[dpdk-dev] [PATCH v4 1/9] mbuf: new function to generate raw Tx offload value
Ananyev, Konstantin
konstantin.ananyev at intel.com
Sat Mar 30 15:20:31 CET 2019
Hi Olivier,
> > Operations to set/update bit-fields often cause compilers
> > to generate suboptimal code.
> > To help avoid such situation for tx_offload fields:
> > introduce new enum for tx_offload bit-fields lengths and offsets,
> > and new function to generate raw tx_offload value.
> >
> > Signed-off-by: Konstantin Ananyev <konstantin.ananyev at intel.com>
> > Acked-by: Akhil Goyal <akhil.goyal at nxp.com>
>
> I understand the need. Out of curiosity, do you have any performance
> numbers to share?

++++

■ **Task set**
#1 Reproduce word for word the passage of the mbuf patch email from "[dpdk-dev] [PATCH v4" to "raw tx_offload value.".
#2 In the mbuf patch email, why does the patch add a new enum and a new function for the tx_offload fields? Answer in one to three sentences.

++++

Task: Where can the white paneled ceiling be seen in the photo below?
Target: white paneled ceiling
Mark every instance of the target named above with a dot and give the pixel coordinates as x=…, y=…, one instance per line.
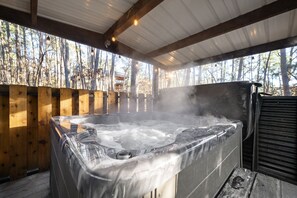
x=22, y=5
x=169, y=22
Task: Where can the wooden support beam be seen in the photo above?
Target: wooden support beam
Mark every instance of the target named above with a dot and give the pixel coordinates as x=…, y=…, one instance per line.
x=283, y=43
x=34, y=5
x=43, y=137
x=73, y=33
x=138, y=10
x=265, y=12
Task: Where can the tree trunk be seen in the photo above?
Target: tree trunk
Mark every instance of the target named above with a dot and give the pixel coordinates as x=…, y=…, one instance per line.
x=284, y=72
x=112, y=72
x=95, y=71
x=134, y=72
x=239, y=75
x=187, y=79
x=259, y=66
x=66, y=61
x=10, y=66
x=199, y=74
x=25, y=55
x=265, y=72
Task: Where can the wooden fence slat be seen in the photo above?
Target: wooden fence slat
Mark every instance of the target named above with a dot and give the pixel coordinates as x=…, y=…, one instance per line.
x=140, y=102
x=4, y=133
x=18, y=130
x=123, y=102
x=32, y=130
x=44, y=115
x=112, y=102
x=65, y=102
x=98, y=102
x=83, y=105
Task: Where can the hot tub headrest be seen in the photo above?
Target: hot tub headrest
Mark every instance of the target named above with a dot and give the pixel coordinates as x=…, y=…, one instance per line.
x=232, y=100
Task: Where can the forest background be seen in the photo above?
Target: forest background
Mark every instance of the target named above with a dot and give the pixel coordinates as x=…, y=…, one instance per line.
x=33, y=58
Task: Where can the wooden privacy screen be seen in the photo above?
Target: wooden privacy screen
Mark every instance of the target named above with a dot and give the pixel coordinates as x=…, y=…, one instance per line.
x=24, y=121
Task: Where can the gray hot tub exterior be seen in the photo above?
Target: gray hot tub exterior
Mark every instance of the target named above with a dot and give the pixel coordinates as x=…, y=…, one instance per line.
x=201, y=173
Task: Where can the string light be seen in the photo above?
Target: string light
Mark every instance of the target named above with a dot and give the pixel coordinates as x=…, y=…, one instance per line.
x=48, y=40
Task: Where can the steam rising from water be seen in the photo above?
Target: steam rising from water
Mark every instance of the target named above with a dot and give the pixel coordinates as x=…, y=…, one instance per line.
x=149, y=134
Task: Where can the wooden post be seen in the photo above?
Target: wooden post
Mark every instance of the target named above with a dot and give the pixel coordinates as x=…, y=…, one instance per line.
x=140, y=102
x=83, y=106
x=65, y=102
x=4, y=132
x=32, y=131
x=44, y=115
x=123, y=102
x=18, y=130
x=112, y=102
x=98, y=102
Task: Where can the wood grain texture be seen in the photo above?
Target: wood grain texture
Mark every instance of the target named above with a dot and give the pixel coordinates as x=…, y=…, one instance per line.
x=65, y=102
x=18, y=130
x=138, y=10
x=4, y=135
x=44, y=115
x=32, y=130
x=98, y=102
x=83, y=106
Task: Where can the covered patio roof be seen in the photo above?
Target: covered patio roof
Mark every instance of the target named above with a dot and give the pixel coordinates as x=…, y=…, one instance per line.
x=171, y=34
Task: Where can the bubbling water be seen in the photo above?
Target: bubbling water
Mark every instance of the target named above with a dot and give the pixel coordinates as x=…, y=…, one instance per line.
x=140, y=135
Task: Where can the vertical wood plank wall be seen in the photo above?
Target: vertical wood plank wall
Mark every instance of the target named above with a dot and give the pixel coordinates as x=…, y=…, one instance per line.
x=24, y=121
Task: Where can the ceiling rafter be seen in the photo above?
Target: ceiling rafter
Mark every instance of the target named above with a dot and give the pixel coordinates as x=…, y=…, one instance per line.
x=275, y=45
x=33, y=8
x=70, y=32
x=265, y=12
x=138, y=10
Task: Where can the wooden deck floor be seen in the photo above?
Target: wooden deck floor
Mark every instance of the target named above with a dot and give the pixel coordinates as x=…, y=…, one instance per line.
x=262, y=186
x=34, y=186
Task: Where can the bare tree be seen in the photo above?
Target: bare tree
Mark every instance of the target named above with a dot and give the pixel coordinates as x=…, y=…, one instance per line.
x=284, y=72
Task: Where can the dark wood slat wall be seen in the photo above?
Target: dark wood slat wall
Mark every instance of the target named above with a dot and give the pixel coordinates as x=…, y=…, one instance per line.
x=277, y=138
x=24, y=121
x=4, y=132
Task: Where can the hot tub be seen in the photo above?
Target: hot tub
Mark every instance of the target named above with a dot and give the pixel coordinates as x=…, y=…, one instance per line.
x=142, y=154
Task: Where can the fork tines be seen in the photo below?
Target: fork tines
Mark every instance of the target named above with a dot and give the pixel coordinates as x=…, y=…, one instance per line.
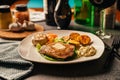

++++

■ **Answers for the tasks**
#1
[dpdk-dev] [PATCH v4 1/9] mbuf: new function to generate raw Tx offload value
Ananyev, Konstantin
konstantin.ananyev at intel.com
Sat Mar 30 15:20:31 CET 2019
Hi Olivier,
> > Operations to set/update bit-fields often cause compilers
> > to generate suboptimal code.
> > To help avoid such situation for tx_offload fields:
> > introduce new enum for tx_offload bit-fields lengths and offsets,
> > and new function to generate raw tx_offload value.

#2 Operations that set or update bit-fields often cause compilers to generate suboptimal code. The enum of tx_offload bit-field lengths and offsets and the function that generates a raw tx_offload value are meant to help avoid that for the tx_offload fields.